++++ Provided text ++++
KQED: What patients need to consider before risky surgery

This story originally aired on KQED Public Radio.

How should patients respond when a doctor recommends they undergo a major surgical procedure?

They should ask a lot of very pointed questions, says Dr. Tej Singh, chief of vascular surgery at the Palo Alto Medical Foundation.

This is especially true when the surgery carries significant risk.  A stroke prevention surgery, called a carotid endarterectomy, is one of them. This surgery removes plaque built up in the neck artery -- the goal being to prevent a blockage in the blood supply to the brain that could cause a stroke.

The issue, Singh said, is that opening the artery can sometimes cause the plaque to dislodge and rush to the brain, causing the very stroke the procedure is meant to prevent.

How likely is this to happen? Singh said patients run the risk of having a stroke or dying 3 percent of the time, and having a heart attack 4 percent of the time.

These are the kinds of questions Singh recommends for carotid endarterectomy, which is most often done as an elective procedure: 

  • What is the doctor’s education and training? Singh said a vascular surgeon is most qualified to perform the procedure.
++++ Data extracts ++++
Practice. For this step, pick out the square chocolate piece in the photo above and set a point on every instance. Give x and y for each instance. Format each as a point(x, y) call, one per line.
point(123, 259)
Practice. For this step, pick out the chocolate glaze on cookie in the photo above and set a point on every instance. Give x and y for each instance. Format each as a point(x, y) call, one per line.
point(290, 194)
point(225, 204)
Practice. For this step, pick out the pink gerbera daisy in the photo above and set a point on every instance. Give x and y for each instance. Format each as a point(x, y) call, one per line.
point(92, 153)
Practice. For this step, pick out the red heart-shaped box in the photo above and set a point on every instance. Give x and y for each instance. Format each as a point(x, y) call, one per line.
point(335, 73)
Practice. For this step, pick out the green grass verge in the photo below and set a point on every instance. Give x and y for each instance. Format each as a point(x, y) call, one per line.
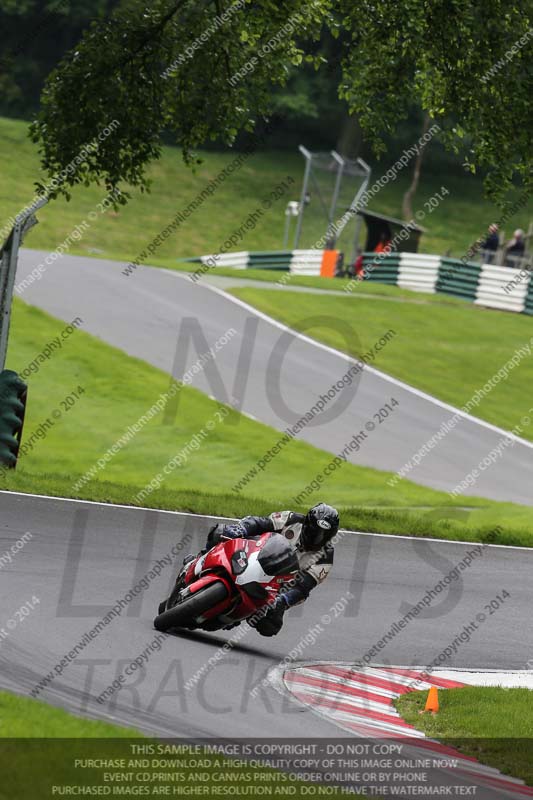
point(119, 389)
point(450, 353)
point(454, 225)
point(31, 768)
point(491, 724)
point(22, 717)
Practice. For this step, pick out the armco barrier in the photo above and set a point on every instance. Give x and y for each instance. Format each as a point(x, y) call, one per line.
point(418, 272)
point(501, 287)
point(298, 262)
point(458, 279)
point(529, 299)
point(381, 269)
point(484, 284)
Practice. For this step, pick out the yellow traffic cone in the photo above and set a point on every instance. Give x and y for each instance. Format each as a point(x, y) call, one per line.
point(432, 703)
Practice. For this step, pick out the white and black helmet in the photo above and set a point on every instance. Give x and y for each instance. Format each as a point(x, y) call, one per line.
point(319, 527)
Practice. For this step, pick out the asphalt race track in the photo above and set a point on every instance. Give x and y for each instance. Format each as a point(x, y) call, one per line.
point(144, 313)
point(82, 558)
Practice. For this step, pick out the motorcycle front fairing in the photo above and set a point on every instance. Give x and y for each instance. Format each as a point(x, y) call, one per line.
point(236, 564)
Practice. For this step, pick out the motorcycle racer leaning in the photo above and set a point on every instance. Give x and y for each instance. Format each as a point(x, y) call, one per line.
point(309, 534)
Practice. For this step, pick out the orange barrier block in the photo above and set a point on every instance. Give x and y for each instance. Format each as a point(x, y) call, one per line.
point(432, 703)
point(329, 263)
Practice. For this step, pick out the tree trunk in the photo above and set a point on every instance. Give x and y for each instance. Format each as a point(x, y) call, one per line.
point(407, 204)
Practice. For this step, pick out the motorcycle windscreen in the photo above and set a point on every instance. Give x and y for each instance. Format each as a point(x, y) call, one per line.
point(253, 573)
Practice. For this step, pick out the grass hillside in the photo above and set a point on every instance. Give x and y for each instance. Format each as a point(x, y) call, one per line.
point(447, 349)
point(113, 391)
point(458, 220)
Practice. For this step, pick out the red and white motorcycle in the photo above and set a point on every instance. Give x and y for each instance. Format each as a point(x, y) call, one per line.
point(229, 584)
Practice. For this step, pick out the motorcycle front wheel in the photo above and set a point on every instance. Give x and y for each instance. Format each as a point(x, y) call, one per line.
point(184, 614)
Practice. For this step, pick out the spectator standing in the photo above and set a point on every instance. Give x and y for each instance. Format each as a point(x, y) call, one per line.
point(515, 249)
point(491, 244)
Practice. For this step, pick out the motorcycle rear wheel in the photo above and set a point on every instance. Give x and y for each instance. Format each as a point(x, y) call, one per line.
point(183, 614)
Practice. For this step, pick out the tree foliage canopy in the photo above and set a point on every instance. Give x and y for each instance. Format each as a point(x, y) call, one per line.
point(204, 69)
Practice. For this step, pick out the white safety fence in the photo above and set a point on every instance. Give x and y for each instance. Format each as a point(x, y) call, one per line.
point(502, 287)
point(418, 272)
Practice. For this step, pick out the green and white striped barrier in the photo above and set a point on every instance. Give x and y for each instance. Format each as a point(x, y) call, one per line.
point(484, 284)
point(302, 262)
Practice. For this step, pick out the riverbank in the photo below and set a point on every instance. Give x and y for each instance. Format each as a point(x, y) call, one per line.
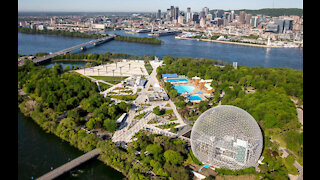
point(22, 108)
point(229, 42)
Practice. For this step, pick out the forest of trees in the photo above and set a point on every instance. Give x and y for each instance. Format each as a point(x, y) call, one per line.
point(55, 92)
point(60, 92)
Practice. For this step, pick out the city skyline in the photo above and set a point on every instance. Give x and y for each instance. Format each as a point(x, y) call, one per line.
point(148, 6)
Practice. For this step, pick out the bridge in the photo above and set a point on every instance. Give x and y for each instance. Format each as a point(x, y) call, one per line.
point(79, 46)
point(70, 165)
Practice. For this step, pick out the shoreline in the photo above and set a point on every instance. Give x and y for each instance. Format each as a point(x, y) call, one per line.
point(229, 42)
point(99, 156)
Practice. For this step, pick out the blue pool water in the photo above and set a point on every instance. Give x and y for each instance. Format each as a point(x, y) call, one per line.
point(170, 80)
point(183, 89)
point(194, 98)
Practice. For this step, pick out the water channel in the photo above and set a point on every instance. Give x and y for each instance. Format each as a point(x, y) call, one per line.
point(39, 151)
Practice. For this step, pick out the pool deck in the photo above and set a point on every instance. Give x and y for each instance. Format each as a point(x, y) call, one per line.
point(189, 83)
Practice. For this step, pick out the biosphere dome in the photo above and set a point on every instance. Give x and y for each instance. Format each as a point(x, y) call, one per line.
point(226, 137)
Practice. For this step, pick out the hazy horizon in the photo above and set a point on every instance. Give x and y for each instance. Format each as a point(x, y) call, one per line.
point(149, 5)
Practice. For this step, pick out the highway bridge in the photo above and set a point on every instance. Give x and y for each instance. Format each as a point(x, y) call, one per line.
point(70, 165)
point(79, 46)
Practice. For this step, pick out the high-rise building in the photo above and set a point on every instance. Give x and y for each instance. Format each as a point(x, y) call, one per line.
point(232, 15)
point(168, 15)
point(254, 21)
point(181, 19)
point(242, 17)
point(202, 14)
point(172, 13)
point(202, 22)
point(176, 13)
point(195, 17)
point(205, 10)
point(188, 17)
point(280, 23)
point(288, 23)
point(158, 14)
point(248, 18)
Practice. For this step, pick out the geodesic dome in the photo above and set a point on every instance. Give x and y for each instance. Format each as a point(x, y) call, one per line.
point(226, 137)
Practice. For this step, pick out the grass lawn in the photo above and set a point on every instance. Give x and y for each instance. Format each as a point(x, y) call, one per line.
point(140, 115)
point(104, 86)
point(240, 177)
point(167, 126)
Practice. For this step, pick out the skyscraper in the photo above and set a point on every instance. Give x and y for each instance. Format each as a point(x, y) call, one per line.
point(205, 10)
point(195, 17)
point(288, 23)
point(248, 18)
point(171, 13)
point(280, 24)
point(159, 14)
point(254, 21)
point(188, 17)
point(176, 13)
point(242, 17)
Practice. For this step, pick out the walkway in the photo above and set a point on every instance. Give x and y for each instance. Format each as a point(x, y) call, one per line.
++++
> **Task requirements**
A: According to the surgery article, how often do patients undergoing a carotid endarterectomy have a heart attack?
B: Repeat from the surgery article the passage starting with "They should ask" and going on through "cause a stroke.".
These records are separate material, distinct from the surgery article.

> **Per-task answers**
A: 4 percent of the time.

B:
They should ask a lot of very pointed questions, says Dr. Tej Singh, chief of vascular surgery at the Palo Alto Medical Foundation.

This is especially true when the surgery carries significant risk.  A stroke prevention surgery, called a carotid endarterectomy, is one of them. This surgery removes plaque built up in the neck artery -- the goal being to prevent a blockage in the blood supply to the brain that could cause a stroke.